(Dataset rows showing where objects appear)
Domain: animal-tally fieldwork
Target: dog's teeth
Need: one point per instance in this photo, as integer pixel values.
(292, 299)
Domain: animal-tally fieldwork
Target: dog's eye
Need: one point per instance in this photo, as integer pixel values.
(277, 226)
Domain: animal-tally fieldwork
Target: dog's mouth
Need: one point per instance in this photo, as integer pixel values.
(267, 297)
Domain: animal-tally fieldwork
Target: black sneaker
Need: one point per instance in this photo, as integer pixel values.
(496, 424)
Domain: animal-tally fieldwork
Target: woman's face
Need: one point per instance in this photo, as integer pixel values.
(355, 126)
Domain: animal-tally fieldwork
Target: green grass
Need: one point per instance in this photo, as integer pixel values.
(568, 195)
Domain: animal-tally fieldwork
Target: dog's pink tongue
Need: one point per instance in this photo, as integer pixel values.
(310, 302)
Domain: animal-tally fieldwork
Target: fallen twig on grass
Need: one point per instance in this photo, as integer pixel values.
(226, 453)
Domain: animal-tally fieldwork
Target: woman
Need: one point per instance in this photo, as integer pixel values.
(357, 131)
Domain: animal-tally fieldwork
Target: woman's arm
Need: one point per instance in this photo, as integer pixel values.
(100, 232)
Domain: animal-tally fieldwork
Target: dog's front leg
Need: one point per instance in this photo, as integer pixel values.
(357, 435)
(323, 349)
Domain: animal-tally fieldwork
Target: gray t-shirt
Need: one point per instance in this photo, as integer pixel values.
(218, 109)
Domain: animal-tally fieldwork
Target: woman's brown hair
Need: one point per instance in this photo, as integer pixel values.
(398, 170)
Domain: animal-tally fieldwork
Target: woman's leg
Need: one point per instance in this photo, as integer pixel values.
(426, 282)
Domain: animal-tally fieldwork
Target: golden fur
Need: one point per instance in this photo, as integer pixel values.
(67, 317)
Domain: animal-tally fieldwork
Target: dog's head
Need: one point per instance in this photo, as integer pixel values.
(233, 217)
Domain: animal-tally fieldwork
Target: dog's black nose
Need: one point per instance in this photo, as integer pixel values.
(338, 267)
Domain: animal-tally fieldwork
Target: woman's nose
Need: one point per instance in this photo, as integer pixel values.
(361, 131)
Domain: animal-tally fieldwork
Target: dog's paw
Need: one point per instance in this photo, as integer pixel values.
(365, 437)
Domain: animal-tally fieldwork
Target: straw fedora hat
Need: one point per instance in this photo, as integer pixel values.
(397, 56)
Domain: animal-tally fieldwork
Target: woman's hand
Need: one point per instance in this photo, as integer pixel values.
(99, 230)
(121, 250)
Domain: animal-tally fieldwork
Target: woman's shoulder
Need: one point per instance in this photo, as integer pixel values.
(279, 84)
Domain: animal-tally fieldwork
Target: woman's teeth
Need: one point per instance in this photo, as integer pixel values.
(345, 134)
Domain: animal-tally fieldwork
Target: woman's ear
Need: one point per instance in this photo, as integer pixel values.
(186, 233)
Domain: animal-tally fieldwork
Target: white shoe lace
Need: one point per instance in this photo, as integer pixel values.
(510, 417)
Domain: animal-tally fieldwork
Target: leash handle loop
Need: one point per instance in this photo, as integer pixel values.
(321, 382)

Direction: How many lines in the listing above contain the word "grass"? Reply with the number alone.

Solution to the problem: 2